(QUOTED PASSAGE)
┌──

July 1 (Bloomberg) -- Now that the Supreme Court has said the auditing profession’s main regulator can continue to exist, here’s a knottier question: Should it?
The case for preserving the Public Company Accounting Oversight Board in its current form just got much weaker. This week the court ruled that, for the board’s structure to be constitutional, the Securities and Exchange Commission must be able to fire its members at will. Previously, under the statute that created the board, the SEC could remove them only for good cause once it had appointed them to their five-year terms.
The ruling in effect transforms the board into a wholly controlled, off-balance-sheet subsidiary of the SEC. Before, the commission mainly had the authority to reject the PCAOB’s decisions. Now it has the power to tell the board what it must do, as well. As Chief Justice John Roberts wrote in the court’s opinion, “the power to remove officers at will and without cause is a powerful tool for control of an inferior.”
While the court’s decision may be sound constitutionally under the separation of powers, it probably doesn’t make for good public policy when it comes to regulating auditors. If the board in substance will be nothing more than a division of the SEC, it’s hard to justify why it shouldn’t be one in form, too.
Congress established the PCAOB when it passed the Sarbanes-Oxley Act in 2002, stripping the auditing profession of the authority to regulate itself. The board’s duties include setting auditing standards for firms that certify the books of companies with U.S.-registered securities. It inspects audit firms to see if they are complying with those standards. The board also has an enforcement division that can issue subpoenas and bring disciplinary actions against auditors for misconduct.
Ideally, the one PCAOB function that should be largely free from government interference is the responsibility for setting auditing standards, although it wasn’t that way in practice even before the court’s ruling.
The SEC requires that accounting standards, for instance, be set by an independent body. That’s the Financial Accounting Standards Board, whose members are picked by a private, nonprofit foundation. Auditing standards should get similar treatment. Both processes need to be insulated from political meddling as much as possible to ensure they result in fair and objective standards based on expert analysis.
Back in February 2008, shortly after Kayla Gillan, one of the PCAOB’s inaugural members, left the board after a five-year term, she gave an interview to the trade paper Compliance Week in which she blasted the SEC for pressuring the board to gut its standard for auditing companies’ internal controls. The SEC, then chaired by Christopher Cox, “pushed, pushed, pushed and really tried very hard to get something different than what” the board ended up producing, she said.
Do as You’re Told
Now the commission simply can fire board members who refuse to do as they’re told. (Gillan joined the SEC as a senior adviser last year.)
One reason the PCAOB was established as a private nonprofit corporation was so it could pay salaries to its members and staff far above the government pay scale, although practically speaking it functions like a federal agency. Bowing to pressure from the accounting profession, Congress also required that the board conduct much of its business in secret.
Its internal records aren’t subject to disclosure under the Freedom of Information Act. Disciplinary hearings are closed to the public; the proceedings become public knowledge only after an auditor has been sanctioned. And when the board releases inspection reports on individual firms, it keeps most of the contents confidential, including the names of companies where it found the firms’ audits were deficient.

└──

(APPLY WHAT YOU READ)
(a) Answer these questions about the PCAOB article:
(i) How long were the terms to which the SEC appointed board members?
(ii) Which act, passed in what year, established the PCAOB?
(iii) Who picks the members of the Financial Accounting Standards Board?
(b) Repeat the PCAOB article word for word, everything from "July 1 (Bloomberg)" down to "their five-year terms.".

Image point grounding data
┌──

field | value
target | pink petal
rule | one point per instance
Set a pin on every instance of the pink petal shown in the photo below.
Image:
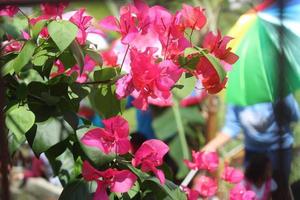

└──

(OUTPUTS IN ORDER)
(a)
(i) Five years.
(ii) The Sarbanes-Oxley Act, passed in 2002.
(iii) A private, nonprofit foundation.

(b)
July 1 (Bloomberg) -- Now that the Supreme Court has said the auditing profession’s main regulator can continue to exist, here’s a knottier question: Should it?
The case for preserving the Public Company Accounting Oversight Board in its current form just got much weaker. This week the court ruled that, for the board’s structure to be constitutional, the Securities and Exchange Commission must be able to fire its members at will. Previously, under the statute that created the board, the SEC could remove them only for good cause once it had appointed them to their five-year terms.